(Stored items from a collection)

::::::

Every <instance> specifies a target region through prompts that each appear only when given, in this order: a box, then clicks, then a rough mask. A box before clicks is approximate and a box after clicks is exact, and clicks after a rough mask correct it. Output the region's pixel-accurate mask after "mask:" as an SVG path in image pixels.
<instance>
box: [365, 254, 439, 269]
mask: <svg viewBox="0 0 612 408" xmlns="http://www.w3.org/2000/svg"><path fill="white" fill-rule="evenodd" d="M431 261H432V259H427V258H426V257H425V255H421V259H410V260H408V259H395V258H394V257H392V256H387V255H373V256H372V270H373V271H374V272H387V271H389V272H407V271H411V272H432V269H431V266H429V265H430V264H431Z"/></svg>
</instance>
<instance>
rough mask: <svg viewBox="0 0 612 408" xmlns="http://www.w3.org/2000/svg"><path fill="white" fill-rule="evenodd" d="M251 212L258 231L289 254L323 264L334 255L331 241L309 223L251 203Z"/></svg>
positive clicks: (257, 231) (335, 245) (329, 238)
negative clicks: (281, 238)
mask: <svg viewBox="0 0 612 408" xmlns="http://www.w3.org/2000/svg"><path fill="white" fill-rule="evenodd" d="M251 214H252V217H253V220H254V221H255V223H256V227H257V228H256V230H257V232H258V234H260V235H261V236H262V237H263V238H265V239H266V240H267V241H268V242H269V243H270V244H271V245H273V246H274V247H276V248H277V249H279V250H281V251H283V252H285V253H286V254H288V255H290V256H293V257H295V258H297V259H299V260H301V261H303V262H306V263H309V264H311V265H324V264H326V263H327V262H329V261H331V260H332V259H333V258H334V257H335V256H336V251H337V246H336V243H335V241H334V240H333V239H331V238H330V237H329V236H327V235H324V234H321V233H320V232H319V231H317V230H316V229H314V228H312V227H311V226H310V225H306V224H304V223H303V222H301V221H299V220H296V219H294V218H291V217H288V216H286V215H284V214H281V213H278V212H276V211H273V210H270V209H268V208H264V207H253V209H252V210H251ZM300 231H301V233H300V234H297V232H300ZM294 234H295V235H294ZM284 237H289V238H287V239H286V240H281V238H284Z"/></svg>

::::::

### What you have to do
Write out all the records above again, word for word and line for line, changing nothing.

### Output below
Every <instance> specifies a target region through prompts that each appear only when given, in this order: a box, then clicks, then a rough mask. A box before clicks is approximate and a box after clicks is exact, and clicks after a rough mask correct it. Output the region's pixel-accurate mask after "mask:" as an SVG path in image pixels.
<instance>
box: [365, 254, 439, 269]
mask: <svg viewBox="0 0 612 408" xmlns="http://www.w3.org/2000/svg"><path fill="white" fill-rule="evenodd" d="M431 261H432V259H427V258H426V257H425V255H421V259H410V260H408V259H395V258H394V257H392V256H387V255H373V256H372V270H373V271H374V272H387V271H389V272H407V271H411V272H432V269H431V266H429V265H430V264H431Z"/></svg>
</instance>
<instance>
rough mask: <svg viewBox="0 0 612 408" xmlns="http://www.w3.org/2000/svg"><path fill="white" fill-rule="evenodd" d="M251 212L258 231L289 254L323 264L334 255L331 241L309 223L251 203Z"/></svg>
positive clicks: (257, 231) (335, 245) (329, 238)
negative clicks: (281, 238)
mask: <svg viewBox="0 0 612 408" xmlns="http://www.w3.org/2000/svg"><path fill="white" fill-rule="evenodd" d="M251 214H252V217H253V220H254V221H255V223H256V227H257V228H256V230H257V232H258V234H260V235H261V236H262V237H263V238H265V239H266V240H267V241H268V242H269V243H270V244H271V245H273V246H274V247H276V248H277V249H279V250H281V251H283V252H285V253H286V254H288V255H290V256H293V257H295V258H297V259H299V260H301V261H303V262H306V263H309V264H311V265H324V264H326V263H327V262H329V261H331V260H332V259H333V258H334V257H335V256H336V251H337V246H336V243H335V241H334V240H333V239H331V238H330V237H329V236H327V235H324V234H321V233H320V232H319V231H317V230H316V229H314V228H312V227H311V226H310V225H306V224H304V223H303V222H301V221H299V220H296V219H294V218H291V217H288V216H286V215H284V214H281V213H278V212H276V211H273V210H270V209H268V208H264V207H253V209H252V210H251ZM300 231H301V233H300V234H297V232H300ZM294 234H295V235H294ZM284 237H289V238H287V239H286V240H281V238H284Z"/></svg>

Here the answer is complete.